**SELECTED TEXT**
One documented case involved a madwoman with violent outbursts, who was kept in a straitjacket to protect herself and others. McCall discovered that the woman had a long-dead family member who ran a torture chamber in his castle.
Following a Mass for the deceased family members, she allegedly "went into her right mind."
"This intrigued Dr. McCall," said Pacwa. "This resonated with Catholics because we pray for the dead regularly. Even after a person dies, he could still be held captive in purgatory."
McCall lived in Chicago, a violent city in the early 1990s. There were three times the killings in the city in 1991 than there were in the Palestinian-Israeli conflict that same year.
Rather than blaming the city's drug trade, McCall attributed the violence to unresolved sins from the Confederate-era POW camps.
"You definitely see the effects of previous generations' sins," Pacwa said. "Every culture fights in wars that were no fault of their own and were caused by the actions of earlier generations. In Afghanistan, this war that exists now between al-Qaeda and other groups has its roots in World War One."

**DIRECTIONS**
1. In the passage on McCall, what did McCall blame for the violence in Chicago?
2. Print the passage on McCall from "Following a Mass" to "that same year.".

[Region pointing data]
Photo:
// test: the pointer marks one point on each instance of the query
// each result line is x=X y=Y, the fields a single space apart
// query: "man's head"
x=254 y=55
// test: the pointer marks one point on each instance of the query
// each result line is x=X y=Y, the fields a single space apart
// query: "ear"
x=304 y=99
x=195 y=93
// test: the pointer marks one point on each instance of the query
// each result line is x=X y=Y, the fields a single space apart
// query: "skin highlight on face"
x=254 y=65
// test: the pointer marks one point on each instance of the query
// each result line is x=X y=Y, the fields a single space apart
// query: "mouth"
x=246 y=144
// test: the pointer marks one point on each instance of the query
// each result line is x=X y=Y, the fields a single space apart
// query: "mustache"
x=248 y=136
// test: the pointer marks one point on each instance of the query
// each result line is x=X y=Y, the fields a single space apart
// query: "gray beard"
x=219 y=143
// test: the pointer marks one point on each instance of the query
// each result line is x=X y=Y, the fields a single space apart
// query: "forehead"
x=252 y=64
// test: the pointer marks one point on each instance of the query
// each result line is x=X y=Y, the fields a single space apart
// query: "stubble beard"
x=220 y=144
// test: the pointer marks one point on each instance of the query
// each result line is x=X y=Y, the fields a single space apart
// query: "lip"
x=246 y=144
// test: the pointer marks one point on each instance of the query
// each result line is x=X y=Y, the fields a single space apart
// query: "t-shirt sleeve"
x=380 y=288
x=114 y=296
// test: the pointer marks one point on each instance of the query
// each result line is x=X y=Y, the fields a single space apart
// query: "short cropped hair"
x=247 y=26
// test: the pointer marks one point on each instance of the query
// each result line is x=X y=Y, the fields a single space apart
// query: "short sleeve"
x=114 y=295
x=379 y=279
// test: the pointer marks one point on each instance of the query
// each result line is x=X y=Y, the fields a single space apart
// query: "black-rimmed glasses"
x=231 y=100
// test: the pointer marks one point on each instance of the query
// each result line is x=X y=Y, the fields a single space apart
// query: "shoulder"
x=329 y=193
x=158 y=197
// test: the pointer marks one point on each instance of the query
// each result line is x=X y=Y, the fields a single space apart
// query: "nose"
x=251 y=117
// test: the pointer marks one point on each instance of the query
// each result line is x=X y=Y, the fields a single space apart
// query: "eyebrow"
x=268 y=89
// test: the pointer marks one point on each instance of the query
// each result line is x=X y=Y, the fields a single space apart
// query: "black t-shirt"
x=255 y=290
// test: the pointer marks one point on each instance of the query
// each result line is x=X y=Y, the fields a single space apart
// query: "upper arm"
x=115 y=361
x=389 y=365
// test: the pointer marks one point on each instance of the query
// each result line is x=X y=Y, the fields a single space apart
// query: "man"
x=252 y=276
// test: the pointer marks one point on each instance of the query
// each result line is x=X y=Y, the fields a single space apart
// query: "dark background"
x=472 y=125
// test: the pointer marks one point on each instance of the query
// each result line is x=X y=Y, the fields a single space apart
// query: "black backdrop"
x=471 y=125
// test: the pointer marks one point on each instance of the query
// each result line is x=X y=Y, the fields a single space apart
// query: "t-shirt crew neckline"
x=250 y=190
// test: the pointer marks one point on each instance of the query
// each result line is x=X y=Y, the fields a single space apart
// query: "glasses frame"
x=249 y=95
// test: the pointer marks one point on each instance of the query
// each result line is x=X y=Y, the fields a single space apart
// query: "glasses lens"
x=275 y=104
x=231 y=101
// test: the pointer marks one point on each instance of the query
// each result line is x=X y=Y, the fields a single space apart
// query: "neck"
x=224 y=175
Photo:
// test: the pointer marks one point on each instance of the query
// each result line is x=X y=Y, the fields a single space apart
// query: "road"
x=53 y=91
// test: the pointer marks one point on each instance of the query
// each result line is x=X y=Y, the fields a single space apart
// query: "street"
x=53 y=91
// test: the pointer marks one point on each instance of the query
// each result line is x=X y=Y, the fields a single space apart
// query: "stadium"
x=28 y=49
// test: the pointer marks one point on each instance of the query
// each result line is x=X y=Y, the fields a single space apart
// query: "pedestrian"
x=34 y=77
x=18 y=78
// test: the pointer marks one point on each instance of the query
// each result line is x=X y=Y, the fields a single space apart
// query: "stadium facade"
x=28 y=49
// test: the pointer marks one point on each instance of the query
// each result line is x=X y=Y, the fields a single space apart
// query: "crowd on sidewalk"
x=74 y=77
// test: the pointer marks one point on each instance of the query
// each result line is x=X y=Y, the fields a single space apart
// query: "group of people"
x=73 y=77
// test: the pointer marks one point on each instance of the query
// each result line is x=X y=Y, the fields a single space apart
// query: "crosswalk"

**PER-TASK ANSWERS**
1. Unresolved sins from the Confederate-era POW camps.

2.
Following a Mass for the deceased family members, she allegedly "went into her right mind."
"This intrigued Dr. McCall," said Pacwa. "This resonated with Catholics because we pray for the dead regularly. Even after a person dies, he could still be held captive in purgatory."
McCall lived in Chicago, a violent city in the early 1990s. There were three times the killings in the city in 1991 than there were in the Palestinian-Israeli conflict that same year.